* Objective *
Update the listing below by changing every "expected output" to "required output" and leaving everything else unchanged.

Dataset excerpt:
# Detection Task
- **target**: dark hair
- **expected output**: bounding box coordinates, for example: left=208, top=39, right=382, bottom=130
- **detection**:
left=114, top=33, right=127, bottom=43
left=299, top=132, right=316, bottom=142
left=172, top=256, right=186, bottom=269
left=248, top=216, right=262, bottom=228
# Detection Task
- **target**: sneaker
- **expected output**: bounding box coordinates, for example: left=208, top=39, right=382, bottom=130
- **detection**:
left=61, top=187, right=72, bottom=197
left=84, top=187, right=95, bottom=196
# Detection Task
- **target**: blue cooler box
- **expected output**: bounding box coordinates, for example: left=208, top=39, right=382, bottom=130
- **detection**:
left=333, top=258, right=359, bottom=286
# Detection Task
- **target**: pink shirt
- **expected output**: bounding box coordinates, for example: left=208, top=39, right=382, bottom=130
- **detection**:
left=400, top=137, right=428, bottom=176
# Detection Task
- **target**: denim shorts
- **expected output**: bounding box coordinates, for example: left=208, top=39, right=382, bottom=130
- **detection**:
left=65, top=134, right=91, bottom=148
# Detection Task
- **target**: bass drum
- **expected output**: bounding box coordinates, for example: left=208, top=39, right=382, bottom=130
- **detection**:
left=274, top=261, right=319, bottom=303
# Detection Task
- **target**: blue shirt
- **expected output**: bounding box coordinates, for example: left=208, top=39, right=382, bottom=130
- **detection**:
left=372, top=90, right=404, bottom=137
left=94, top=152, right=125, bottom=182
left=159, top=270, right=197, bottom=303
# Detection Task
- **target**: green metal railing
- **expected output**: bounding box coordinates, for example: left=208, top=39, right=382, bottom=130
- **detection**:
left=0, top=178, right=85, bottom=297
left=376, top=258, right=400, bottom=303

* Correct result *
# Detection Task
- **target**: dark hair
- **required output**: bounding box coordinates, for example: left=208, top=39, right=382, bottom=130
- **detection**:
left=114, top=33, right=127, bottom=43
left=299, top=132, right=316, bottom=142
left=172, top=256, right=186, bottom=269
left=248, top=216, right=262, bottom=228
# Detection Task
- **target**: sneaker
- **required output**: bounding box coordinates, for example: left=208, top=39, right=382, bottom=130
- **detection**:
left=61, top=187, right=72, bottom=197
left=84, top=187, right=95, bottom=196
# Detection Task
- **target**: blue cooler box
- **required output**: bounding box coordinates, for example: left=208, top=39, right=382, bottom=130
- **detection**:
left=333, top=258, right=359, bottom=286
# Detection Task
- **target**: pink shirt
- **required output**: bounding box coordinates, for example: left=208, top=39, right=382, bottom=130
- **detection**:
left=400, top=137, right=428, bottom=176
# Detection Task
- **target**: denim shorts
- **required output**: bounding box coordinates, for example: left=208, top=39, right=382, bottom=130
- **detection**:
left=65, top=134, right=91, bottom=148
# Detection Task
- **target**: bass drum
- **required output**: bounding box coordinates, for example: left=208, top=39, right=382, bottom=130
- **detection**:
left=274, top=261, right=319, bottom=303
# Detection Task
- **target**: blue shirt
- **required output**: bounding box coordinates, for example: left=208, top=39, right=382, bottom=130
- **detection**:
left=372, top=90, right=404, bottom=137
left=94, top=152, right=125, bottom=182
left=159, top=270, right=197, bottom=303
# Detection Task
- **target**: green metal railing
- **required output**: bounding box coordinates, for example: left=208, top=39, right=382, bottom=130
- **detection**:
left=0, top=178, right=85, bottom=297
left=376, top=258, right=400, bottom=303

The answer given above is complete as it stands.